Paul von Ritter an Ernst Haeckel, Frankfurt/Main, 24. April 1890
Frankfurt/Main
Hôtel z. Schwan
24t April 90
Hochgeehrter Herr Professor,
Ihre geehrte Zuschrift v. 30t März 90 mit dem interessanten und belehrenden Inhalte Ihrer Forschungen und Erlebnisse in Africa habe ich erhalten u. mit großer Freude die Mittheilung entgegengenommen, daß Sie in der Umgegend von Oran ein mächtiges fossiles Radiolarienlager entdeckt haben, was die Behauptung|| älterer Forscher zu bestätigen scheint, dass die Configuration und Ausdehnung des mittelländischen Meeres in früheren Zeiten wahrscheinlich eine andere gewesen sein muß. –
Die unerwartete Liebenswürdigkeit, welche Ihnen in Mers-el-Kebir Seitens der französischen Gensdarmen zu Theil wurde, hat die feinfühlenden Herzen der Frankfurter und Frankfurterinnen mit Mitleid erfüllt und die Frankfurter kleine|| Presse so wie die liebenswürdige Frau Lina Schott, wo wir die Theaterbilletts kauften, haben ihre Schuldigkeit gethan, erstere durch die Pressposaune und letztere durch die holden Lippen ihres Mundwerkes, weil sie die erste war, welche mir von dem Ihnen zugestoßenen Unfall erzählte. –
Beifolgend übersende ich Ihnen ein Exemplar der kleinen Frankfurter Presse und ein Exemplar der Flamme mit zwei schönen Abbildungen italienischer| Aschenurnen, welche ich in der Zeitschrift veröffentlicht habe. –
H. Dr. Max Verworen hat mich in Frankfurt besucht und H. Professor Kükenthal seinen Reisebericht eingeschickt so wie eine neu entdeckte Insel westlich von Bärentsland nach meinem Namen benannt. –
Ich danke Ihnen für Ihren liebenswürdigen Besuch in Frankfurt u. hoffe, daß wir uns noch häufiger im Leben begegnen werden. – Und noch eine große Bitte mir die Correspondenz meinera sogenannten Verwandten entweder in Kopie oder Original zu|schicken zu wollen, damit ich meine verkappten Freunde erkennen könne! – Sollten Sie mir die Originale schicken und dieselben wieder retour brauchen, so schicke ich dieselben Ihnen sofort retour. – Aber ich würde Sie bitten mir dieselben umgehend nach Basel 8 Schärtlingasse zu schicken, da ich verreisen muß. – Heute verlasse ich Frankfurt, um nach Basel zurückzukehren. –b
Mit herzlichen Grüßen an Ihre liebe Frau, verbleibe hochachtungsvoll
Paul Ritter
1 Kreuzband u 2 Beifügungenc||
Fräulein Kucera läßt sich Ihnen bestens empfehlen.
No. 24 April 90
Adresse: Basel. Schärtlingasse 8d
a eingef.: meiner b Letzte Sätze (senden […] zurückzukehren.) kopfüber auf S. 4. c Schlußsatz teils vertikal, teils horizontal an den Rändern von S. 4. d Nachtrag vertikal auf S. 1.

AUFGABENSTELLUNG
Beantworten Sie anhand des Briefes an Ernst Haeckel die folgenden Fragen:
(a) In welcher Gegend hat Haeckel ein mächtiges fossiles Radiolarienlager entdeckt?
(b) Was hat Professor Kükenthal nach dem Namen des Briefschreibers benannt?
(c) An welche Adresse soll die Korrespondenz umgehend geschickt werden?

Gespeicherte Einträge
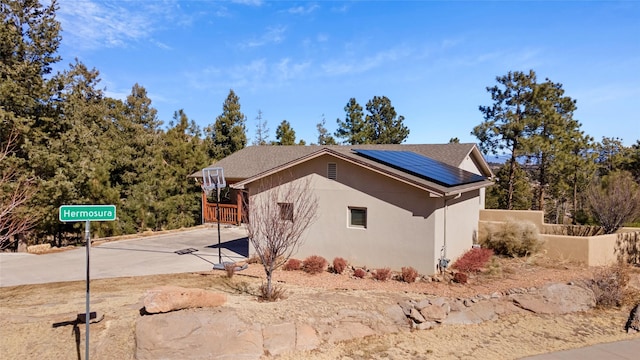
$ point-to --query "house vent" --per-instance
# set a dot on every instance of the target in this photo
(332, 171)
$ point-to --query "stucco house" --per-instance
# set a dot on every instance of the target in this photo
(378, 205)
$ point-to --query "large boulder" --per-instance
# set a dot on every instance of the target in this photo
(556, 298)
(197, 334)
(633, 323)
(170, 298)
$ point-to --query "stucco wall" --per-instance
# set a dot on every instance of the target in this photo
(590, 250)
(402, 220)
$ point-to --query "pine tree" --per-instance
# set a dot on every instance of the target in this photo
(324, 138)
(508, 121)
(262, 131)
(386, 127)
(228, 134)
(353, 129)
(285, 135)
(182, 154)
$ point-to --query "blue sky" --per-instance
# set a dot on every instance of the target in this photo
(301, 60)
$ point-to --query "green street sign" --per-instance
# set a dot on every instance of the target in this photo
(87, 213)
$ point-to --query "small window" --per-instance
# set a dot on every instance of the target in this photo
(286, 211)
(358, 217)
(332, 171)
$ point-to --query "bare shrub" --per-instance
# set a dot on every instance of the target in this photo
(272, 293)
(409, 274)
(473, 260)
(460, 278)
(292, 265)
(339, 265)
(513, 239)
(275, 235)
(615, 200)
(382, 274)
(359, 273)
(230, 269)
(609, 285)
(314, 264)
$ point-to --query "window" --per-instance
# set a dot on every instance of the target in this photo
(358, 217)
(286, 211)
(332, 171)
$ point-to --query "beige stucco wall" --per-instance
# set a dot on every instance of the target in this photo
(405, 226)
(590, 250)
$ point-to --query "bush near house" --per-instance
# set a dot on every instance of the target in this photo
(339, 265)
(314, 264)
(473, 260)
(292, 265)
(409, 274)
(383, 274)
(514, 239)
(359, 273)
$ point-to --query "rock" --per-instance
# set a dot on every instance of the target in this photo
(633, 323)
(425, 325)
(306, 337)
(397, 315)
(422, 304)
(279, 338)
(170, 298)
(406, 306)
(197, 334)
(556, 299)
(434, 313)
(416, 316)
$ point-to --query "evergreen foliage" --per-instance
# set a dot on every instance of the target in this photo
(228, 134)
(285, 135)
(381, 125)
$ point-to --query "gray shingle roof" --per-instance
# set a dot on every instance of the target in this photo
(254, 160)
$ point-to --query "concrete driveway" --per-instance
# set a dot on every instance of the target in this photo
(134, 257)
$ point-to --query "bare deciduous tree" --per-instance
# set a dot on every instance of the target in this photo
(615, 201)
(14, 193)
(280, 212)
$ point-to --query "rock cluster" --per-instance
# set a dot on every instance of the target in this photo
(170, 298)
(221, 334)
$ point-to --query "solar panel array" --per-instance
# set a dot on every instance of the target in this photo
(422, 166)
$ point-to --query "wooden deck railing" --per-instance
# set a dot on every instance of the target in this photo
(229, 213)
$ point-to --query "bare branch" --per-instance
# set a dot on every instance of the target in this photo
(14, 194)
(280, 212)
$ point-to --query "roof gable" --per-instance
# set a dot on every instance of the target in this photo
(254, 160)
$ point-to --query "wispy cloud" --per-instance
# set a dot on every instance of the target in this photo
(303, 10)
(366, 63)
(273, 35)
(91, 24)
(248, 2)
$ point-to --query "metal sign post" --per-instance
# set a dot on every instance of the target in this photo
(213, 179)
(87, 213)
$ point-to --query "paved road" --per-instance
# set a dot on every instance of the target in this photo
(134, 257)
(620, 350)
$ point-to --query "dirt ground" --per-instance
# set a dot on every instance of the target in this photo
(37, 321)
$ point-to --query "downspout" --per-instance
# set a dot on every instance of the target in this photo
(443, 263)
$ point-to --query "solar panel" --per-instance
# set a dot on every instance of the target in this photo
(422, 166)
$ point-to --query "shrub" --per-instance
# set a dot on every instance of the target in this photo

LÖSUNG
(a) In der Umgegend von Oran.
(b) Eine neu entdeckte Insel westlich von Bärentsland.
(c) Nach Basel, Schärtlingasse 8.